### Records to process:
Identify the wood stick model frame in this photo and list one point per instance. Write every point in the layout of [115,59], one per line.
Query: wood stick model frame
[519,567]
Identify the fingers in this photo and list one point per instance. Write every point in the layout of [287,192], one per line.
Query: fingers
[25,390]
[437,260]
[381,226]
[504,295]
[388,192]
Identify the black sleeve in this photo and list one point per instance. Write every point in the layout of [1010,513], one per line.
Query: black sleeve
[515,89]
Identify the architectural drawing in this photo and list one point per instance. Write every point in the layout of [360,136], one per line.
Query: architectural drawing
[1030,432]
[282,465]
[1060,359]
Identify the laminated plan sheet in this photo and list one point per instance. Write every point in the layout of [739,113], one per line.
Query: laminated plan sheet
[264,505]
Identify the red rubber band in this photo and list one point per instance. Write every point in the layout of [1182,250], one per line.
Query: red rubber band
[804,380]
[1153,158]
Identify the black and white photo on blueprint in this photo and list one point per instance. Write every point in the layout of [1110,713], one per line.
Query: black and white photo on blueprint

### Description of the task:
Convert all of the data above into a numbered list with one line per item, omitting any blank lines.

### Answer below:
1. Identify the wood stick model frame in this photo and list one point per instance. Write every point in the layout of [115,59], one per line.
2. Query: wood stick model frame
3. [519,567]
4. Identify the fingers in this photo and list one point per instance. Write every point in the layout of [287,192], one per line.
5. Query: fingers
6. [25,390]
7. [437,260]
8. [381,226]
9. [504,295]
10. [388,192]
11. Identify the black sleeve in this photo and list one point per instance. Write every point in the layout of [1010,513], one per line.
12. Query: black sleeve
13. [515,89]
14. Identify the architectural drawing in this photo and list one point per instance. Write every point in the layout of [360,136], one per line.
15. Query: architectural drawing
16. [1030,432]
17. [282,465]
18. [1060,359]
19. Identify the laminated plan sheet in this photo and list one point per instance. Write every point in the layout of [739,113], one per line.
20. Query: laminated plan sheet
21. [264,505]
22. Identify the red rubber band in this photo and list one point per instance. Write every point in the layout of [1182,250], one per line.
23. Query: red rubber band
24. [804,380]
25. [1153,158]
26. Identify the black and white photo on blueprint in this photo and list one point per instance. Write every point in the layout of [1110,713], one per line.
27. Query: black and white photo on blueprint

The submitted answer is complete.